• **Required work**: Could you set down the lines from the first line of the entries below through the line with "Where can the mug rim", exactly and with no pictures?

Image-grounded pointing data
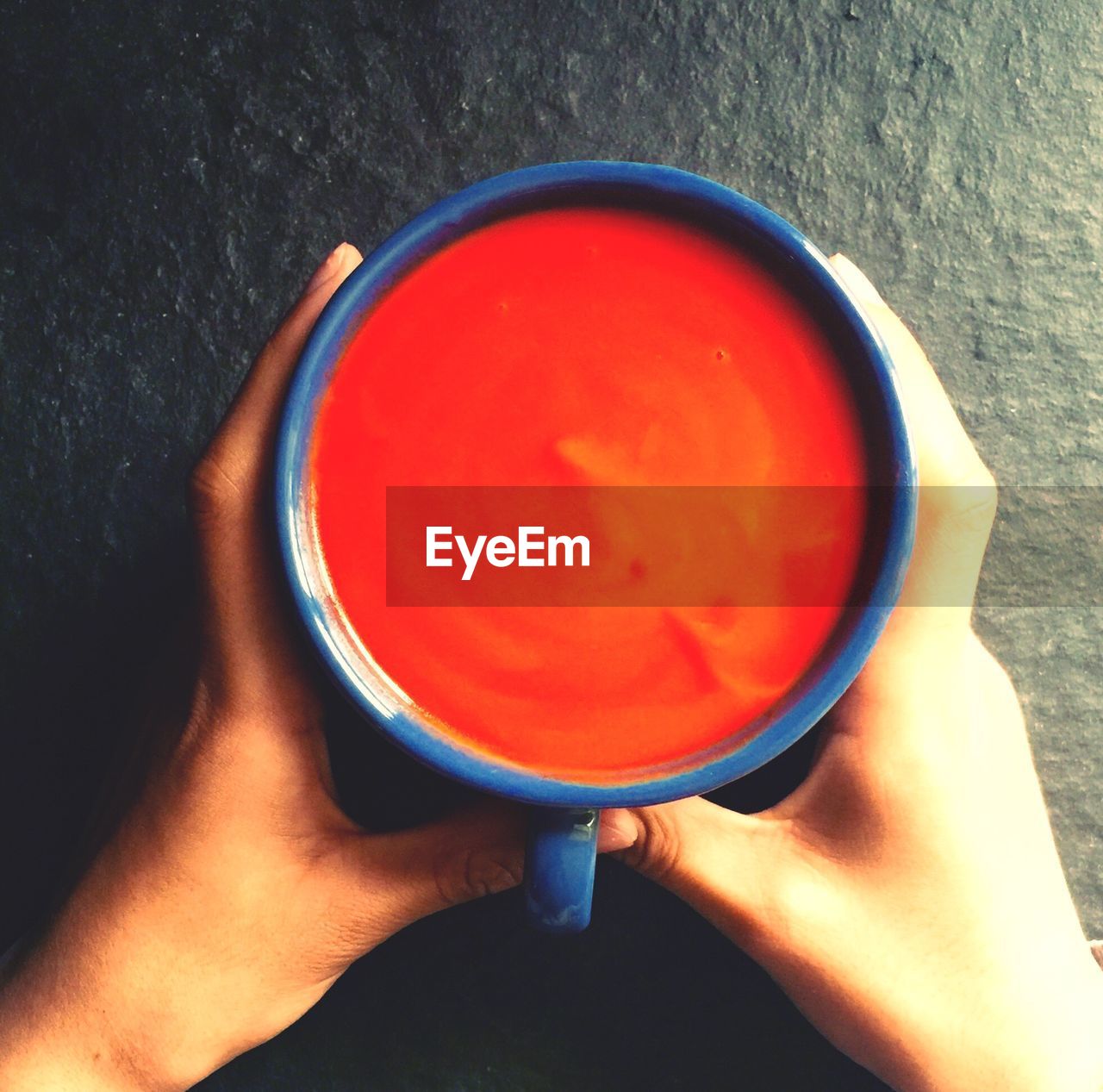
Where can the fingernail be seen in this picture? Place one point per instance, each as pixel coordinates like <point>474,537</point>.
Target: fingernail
<point>618,831</point>
<point>327,269</point>
<point>856,280</point>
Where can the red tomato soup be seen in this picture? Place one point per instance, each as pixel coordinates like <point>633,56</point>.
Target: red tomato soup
<point>583,346</point>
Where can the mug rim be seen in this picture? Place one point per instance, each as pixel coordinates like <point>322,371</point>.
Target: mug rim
<point>457,215</point>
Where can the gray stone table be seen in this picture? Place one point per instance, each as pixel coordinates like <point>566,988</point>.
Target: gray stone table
<point>168,174</point>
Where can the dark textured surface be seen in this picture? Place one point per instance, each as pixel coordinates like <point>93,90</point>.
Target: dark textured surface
<point>169,174</point>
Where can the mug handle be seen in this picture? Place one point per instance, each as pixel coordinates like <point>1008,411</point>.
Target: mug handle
<point>559,859</point>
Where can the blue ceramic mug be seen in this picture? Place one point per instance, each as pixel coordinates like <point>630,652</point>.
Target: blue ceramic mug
<point>563,836</point>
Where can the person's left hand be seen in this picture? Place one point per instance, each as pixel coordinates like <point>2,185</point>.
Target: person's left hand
<point>236,890</point>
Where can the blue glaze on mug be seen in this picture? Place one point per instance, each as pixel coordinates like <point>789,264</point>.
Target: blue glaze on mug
<point>559,870</point>
<point>559,858</point>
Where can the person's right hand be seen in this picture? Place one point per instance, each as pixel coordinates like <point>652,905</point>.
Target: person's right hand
<point>908,895</point>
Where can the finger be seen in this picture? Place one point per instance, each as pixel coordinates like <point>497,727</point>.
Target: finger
<point>406,876</point>
<point>245,436</point>
<point>394,879</point>
<point>229,484</point>
<point>717,860</point>
<point>957,494</point>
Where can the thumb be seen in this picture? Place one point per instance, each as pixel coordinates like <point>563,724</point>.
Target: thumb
<point>402,877</point>
<point>721,863</point>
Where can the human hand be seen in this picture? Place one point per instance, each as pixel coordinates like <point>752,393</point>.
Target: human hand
<point>908,895</point>
<point>236,891</point>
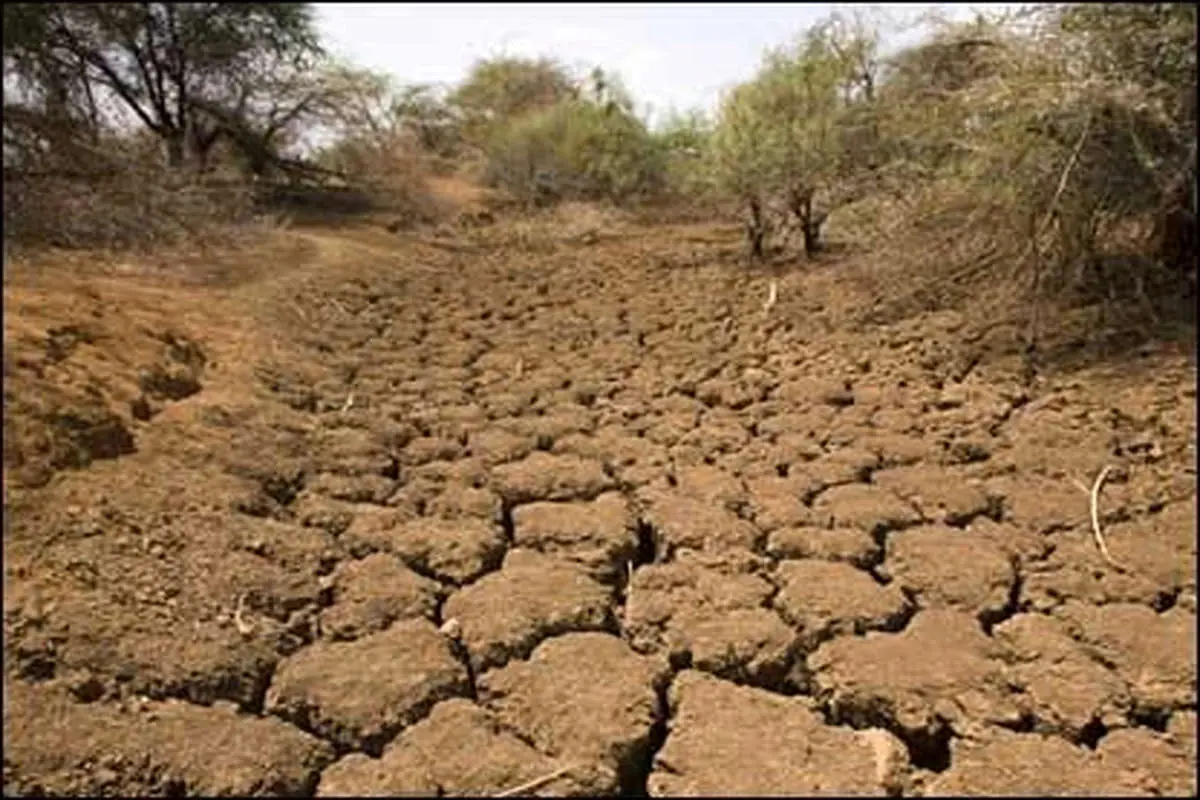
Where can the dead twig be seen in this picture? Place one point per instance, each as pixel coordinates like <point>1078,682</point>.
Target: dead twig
<point>244,627</point>
<point>1098,534</point>
<point>537,783</point>
<point>772,296</point>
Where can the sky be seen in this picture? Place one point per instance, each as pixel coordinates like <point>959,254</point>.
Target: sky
<point>669,55</point>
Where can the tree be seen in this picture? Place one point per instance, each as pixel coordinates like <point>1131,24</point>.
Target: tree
<point>163,62</point>
<point>501,89</point>
<point>789,133</point>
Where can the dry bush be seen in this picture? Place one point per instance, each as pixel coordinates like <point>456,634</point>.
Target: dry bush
<point>1027,179</point>
<point>119,203</point>
<point>388,175</point>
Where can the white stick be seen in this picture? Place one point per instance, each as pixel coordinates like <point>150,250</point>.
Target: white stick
<point>537,783</point>
<point>772,295</point>
<point>1096,519</point>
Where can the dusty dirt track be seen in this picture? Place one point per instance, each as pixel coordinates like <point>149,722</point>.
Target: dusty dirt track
<point>385,517</point>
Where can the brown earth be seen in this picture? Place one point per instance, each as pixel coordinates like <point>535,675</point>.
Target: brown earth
<point>372,513</point>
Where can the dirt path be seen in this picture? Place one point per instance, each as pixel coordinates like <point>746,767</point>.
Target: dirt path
<point>402,516</point>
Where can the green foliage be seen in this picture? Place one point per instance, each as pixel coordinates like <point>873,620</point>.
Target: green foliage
<point>802,131</point>
<point>576,149</point>
<point>499,90</point>
<point>165,64</point>
<point>1042,152</point>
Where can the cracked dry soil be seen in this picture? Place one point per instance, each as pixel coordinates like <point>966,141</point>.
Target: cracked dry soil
<point>385,518</point>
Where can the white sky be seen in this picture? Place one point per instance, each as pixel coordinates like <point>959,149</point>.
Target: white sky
<point>669,55</point>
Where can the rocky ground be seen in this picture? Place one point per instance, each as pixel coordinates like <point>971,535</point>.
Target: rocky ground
<point>365,513</point>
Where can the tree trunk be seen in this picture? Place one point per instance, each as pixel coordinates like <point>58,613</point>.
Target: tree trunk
<point>756,230</point>
<point>801,203</point>
<point>175,149</point>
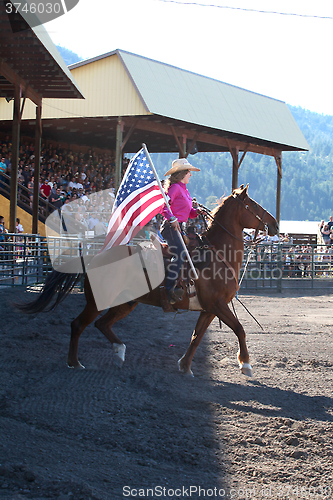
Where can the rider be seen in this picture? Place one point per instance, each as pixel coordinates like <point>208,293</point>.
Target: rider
<point>181,210</point>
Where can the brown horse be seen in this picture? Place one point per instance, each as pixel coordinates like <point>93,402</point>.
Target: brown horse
<point>216,286</point>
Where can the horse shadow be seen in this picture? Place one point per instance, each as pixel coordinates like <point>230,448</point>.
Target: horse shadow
<point>261,399</point>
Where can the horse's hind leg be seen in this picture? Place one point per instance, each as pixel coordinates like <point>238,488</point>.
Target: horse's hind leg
<point>203,323</point>
<point>223,312</point>
<point>87,316</point>
<point>84,319</point>
<point>105,323</point>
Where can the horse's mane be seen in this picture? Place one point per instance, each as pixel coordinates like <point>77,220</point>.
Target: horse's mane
<point>220,203</point>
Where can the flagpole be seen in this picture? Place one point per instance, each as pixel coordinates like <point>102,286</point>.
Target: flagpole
<point>168,206</point>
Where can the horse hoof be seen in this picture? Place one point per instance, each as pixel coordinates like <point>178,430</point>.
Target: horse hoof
<point>185,371</point>
<point>119,350</point>
<point>246,369</point>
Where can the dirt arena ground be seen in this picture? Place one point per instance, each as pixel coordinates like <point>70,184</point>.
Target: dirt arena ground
<point>146,431</point>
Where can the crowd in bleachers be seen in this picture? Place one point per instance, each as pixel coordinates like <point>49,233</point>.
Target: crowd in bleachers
<point>66,176</point>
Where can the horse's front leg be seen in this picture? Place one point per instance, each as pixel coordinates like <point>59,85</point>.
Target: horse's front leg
<point>223,312</point>
<point>105,323</point>
<point>87,316</point>
<point>203,323</point>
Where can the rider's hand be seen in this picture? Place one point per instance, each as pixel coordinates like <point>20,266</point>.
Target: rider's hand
<point>175,225</point>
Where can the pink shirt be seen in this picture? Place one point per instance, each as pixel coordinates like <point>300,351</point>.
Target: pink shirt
<point>180,203</point>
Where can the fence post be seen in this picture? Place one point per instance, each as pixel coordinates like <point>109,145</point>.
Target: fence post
<point>279,267</point>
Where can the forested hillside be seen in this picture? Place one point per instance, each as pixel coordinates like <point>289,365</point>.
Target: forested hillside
<point>307,180</point>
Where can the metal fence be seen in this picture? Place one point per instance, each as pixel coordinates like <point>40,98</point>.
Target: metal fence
<point>283,266</point>
<point>26,259</point>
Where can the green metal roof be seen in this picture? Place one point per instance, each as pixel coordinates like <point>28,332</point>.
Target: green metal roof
<point>179,94</point>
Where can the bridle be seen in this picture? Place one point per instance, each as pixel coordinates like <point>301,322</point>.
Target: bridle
<point>246,207</point>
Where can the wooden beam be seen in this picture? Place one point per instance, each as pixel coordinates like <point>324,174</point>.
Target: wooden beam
<point>15,79</point>
<point>278,160</point>
<point>129,133</point>
<point>191,145</point>
<point>38,138</point>
<point>119,154</point>
<point>204,137</point>
<point>180,146</point>
<point>15,158</point>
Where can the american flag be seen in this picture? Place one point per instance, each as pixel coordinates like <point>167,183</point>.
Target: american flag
<point>138,200</point>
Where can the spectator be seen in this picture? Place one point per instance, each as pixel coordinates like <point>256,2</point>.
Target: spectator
<point>45,190</point>
<point>19,227</point>
<point>56,200</point>
<point>26,174</point>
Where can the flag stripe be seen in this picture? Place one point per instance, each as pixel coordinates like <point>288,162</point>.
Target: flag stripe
<point>137,221</point>
<point>122,218</point>
<point>138,200</point>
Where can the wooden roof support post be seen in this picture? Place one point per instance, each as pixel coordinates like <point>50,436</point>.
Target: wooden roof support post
<point>15,158</point>
<point>235,166</point>
<point>278,159</point>
<point>38,138</point>
<point>179,144</point>
<point>119,154</point>
<point>184,145</point>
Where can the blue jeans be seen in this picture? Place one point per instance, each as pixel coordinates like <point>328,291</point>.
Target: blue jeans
<point>172,238</point>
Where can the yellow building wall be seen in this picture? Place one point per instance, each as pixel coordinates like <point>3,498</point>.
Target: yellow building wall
<point>106,86</point>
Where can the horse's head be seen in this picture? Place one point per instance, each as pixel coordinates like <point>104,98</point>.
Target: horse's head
<point>253,215</point>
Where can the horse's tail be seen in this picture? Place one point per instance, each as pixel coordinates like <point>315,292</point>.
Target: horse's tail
<point>60,284</point>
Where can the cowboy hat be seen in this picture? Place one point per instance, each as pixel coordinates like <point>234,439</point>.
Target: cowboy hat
<point>179,165</point>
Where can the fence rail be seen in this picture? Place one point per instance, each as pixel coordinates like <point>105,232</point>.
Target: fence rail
<point>26,259</point>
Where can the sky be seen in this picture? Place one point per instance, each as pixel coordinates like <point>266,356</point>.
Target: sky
<point>287,57</point>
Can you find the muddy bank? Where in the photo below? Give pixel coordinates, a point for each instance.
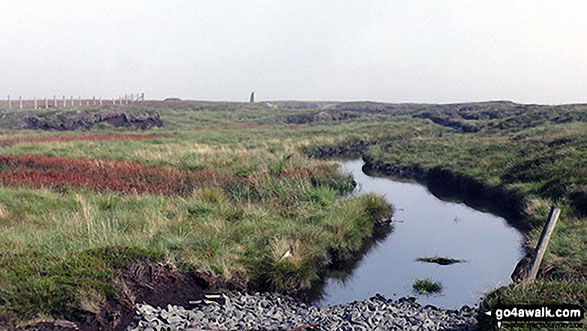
(73, 120)
(449, 185)
(142, 282)
(354, 149)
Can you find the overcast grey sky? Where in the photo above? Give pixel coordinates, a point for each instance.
(395, 50)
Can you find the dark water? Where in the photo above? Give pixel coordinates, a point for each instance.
(424, 226)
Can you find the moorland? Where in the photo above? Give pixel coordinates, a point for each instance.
(241, 195)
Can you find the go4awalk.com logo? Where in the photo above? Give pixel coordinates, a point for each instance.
(542, 314)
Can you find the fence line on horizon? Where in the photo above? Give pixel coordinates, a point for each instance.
(64, 102)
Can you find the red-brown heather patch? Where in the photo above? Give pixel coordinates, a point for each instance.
(94, 137)
(118, 176)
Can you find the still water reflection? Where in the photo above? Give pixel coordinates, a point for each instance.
(425, 226)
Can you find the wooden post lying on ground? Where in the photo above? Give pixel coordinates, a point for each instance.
(543, 244)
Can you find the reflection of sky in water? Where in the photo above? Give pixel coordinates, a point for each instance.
(425, 226)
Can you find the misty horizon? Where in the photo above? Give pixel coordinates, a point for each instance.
(381, 51)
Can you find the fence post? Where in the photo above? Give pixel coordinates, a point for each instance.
(543, 243)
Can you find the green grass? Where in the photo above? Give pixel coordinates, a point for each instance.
(243, 230)
(426, 286)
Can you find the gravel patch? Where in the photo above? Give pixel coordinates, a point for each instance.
(270, 311)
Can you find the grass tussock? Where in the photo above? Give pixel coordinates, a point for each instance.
(224, 189)
(426, 286)
(440, 260)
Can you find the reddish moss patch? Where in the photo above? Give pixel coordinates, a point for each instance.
(95, 137)
(100, 175)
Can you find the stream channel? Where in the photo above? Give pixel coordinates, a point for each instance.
(425, 226)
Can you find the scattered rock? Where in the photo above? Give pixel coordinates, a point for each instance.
(270, 311)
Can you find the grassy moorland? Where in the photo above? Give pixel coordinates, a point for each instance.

• **Exercise result**:
Where can the fingernail be seen in this picture? Place one point per instance, each as pixel coordinates like <point>474,537</point>.
Target: fingernail
<point>618,831</point>
<point>327,269</point>
<point>856,280</point>
Where can the red tomato soup be seen in this picture? Place one point per instance, each as pixel coordinates like <point>633,56</point>.
Target: red tomato soup
<point>583,346</point>
Where can the mug rim be seen in this picture? Place one point per instance, each as pixel coordinates like <point>322,371</point>.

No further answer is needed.